> [Textauszug]
Oh, wie verführerisch

Fürsorgliche Bespaßung sollte im Berliner Congress Centrum den Abschied von den alten Gewerkschaften leichter machen

BERLIN taz ■ Es sollte was fürs Herz werden mit viel Stimmung, und ein bisschen frech und feierlich wollte man es auch machen. Jeder sollte sich angesprochen fühlen, niemand durfte am Rande stehen. Und deswegen wurden sie alle auf die Bühne geholt. Der Müllmann, die Verkäuferin, der Bankangestellte, die Journalistin, der Drucker. Ihren großen Auftritt hatten sie am Montagnachmittag im Berliner Internationalen Congress Centrum. Symbolisch jedenfalls.

Auf der großen Bühne standen beim Ver.di-Gründungskongress keine Müllmänner und Krankenschwestern. Sie ließen sich von ausgebildeten Balletttänzern doubeln. Vielleicht weil die besser Rad schlagen können als ein von Rheuma geplagter Straßenfeger. Und so kam das Neue in die Welt: im fein genähten Blaumann und Office-Kostüm, im Muskelshirt und mit Pomade im Haar. Junge Menschen unter 30 verrenkten sich und hoben einander in Balettmanier auf die Schulter. Mit einer Tanzshow der Musicalklasse sollte es den 1.009 Delegierten leicht gemacht werden, Abschied zu nehmen von alten Gewerkschaftsbräuchen. IG Medien, HBV, DAG, DPG und ÖTV heißen seit Montag offiziell Ver.di.

> [Vorliegende Daten]
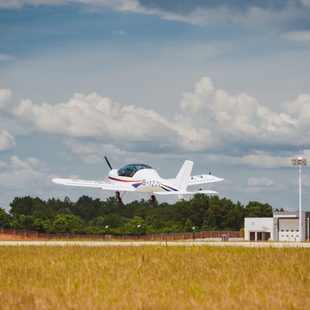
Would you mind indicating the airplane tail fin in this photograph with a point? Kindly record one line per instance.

> [Aufgabenstellung]
1: Können Sie aus dem Artikel über den Ver.di-Gründungskongress den Abschnitt zwischen „Fürsorgliche Bespaßung sollte“ und „Centrum. Symbolisch jedenfalls.“, beide eingeschlossen, wortgetreu abschreiben?
2: Wie würden Sie den Artikel über den Ver.di-Gründungskongress im Anschluss an seinen letzten Satz weiterführen?

> [Erwartete Lösungen]
1:
Fürsorgliche Bespaßung sollte im Berliner Congress Centrum den Abschied von den alten Gewerkschaften leichter machen

BERLIN taz ■ Es sollte was fürs Herz werden mit viel Stimmung, und ein bisschen frech und feierlich wollte man es auch machen. Jeder sollte sich angesprochen fühlen, niemand durfte am Rande stehen. Und deswegen wurden sie alle auf die Bühne geholt. Der Müllmann, die Verkäuferin, der Bankangestellte, die Journalistin, der Drucker. Ihren großen Auftritt hatten sie am Montagnachmittag im Berliner Internationalen Congress Centrum. Symbolisch jedenfalls.

2:
Effektvoll wie ein Parteitag der SPD wurde das Spektakel ins fernsehtaugliche Licht gesetzt. Blauer Hintergrund, strahlende Scheinwerfer, schnell geschnittene Musiktakte. Ein bisschen Pink-Floyd, ein wenig Blasmusik und ganz viel Verdi boten die Wohlfühlfolie. Die kaltgestrickte Symphonie der musikalischen Kleinigkeiten kam an. Wer bei La Donna é mobile aus Rigoletto nicht mitklatschen konnte, fand sich stimmungsmäßig vielleicht bei The Wall wieder. Über allen Musikhäppchen und Tanzschritten hatten die Veranstalter das Motto des Kongresses platziert – sehr groß, aber sehr dezent, aus keinem Augenwinkel zu übersehen: „mehr bewegen – Ver.di“.

Trotz der fürsorglichen Bespaßung ist den Männern und Frauen der Abschied aus den alten Gewerkschaften nicht leicht gefallen. „Im Herzen bin ich noch eine von der HBV“, sagt Ursula Scherer, Verkäuferin aus Düsseldorf, „aber im Kopf denke ich schon alles in Ver.di.“ Eine Übergangszeit wird die Großorganisation schon noch brauchen, damit zusammenwachsen kann, was zusammengehen wollte.

Wehmut liegt auch in der Stimme von Monika Wulf-Mathies: „Ich persönlich war immer mehr für lockere Kooperationsstrukturen, aber die Entwicklung ist darüber hinweggegangen“, sinniert die ehemalige ÖTV-Vorsitzende. In den langen Jahren der Eigenständigkeit habe man sich auch „Scheuklappen“ vor den Partnergewerkschaften „anorganisiert“.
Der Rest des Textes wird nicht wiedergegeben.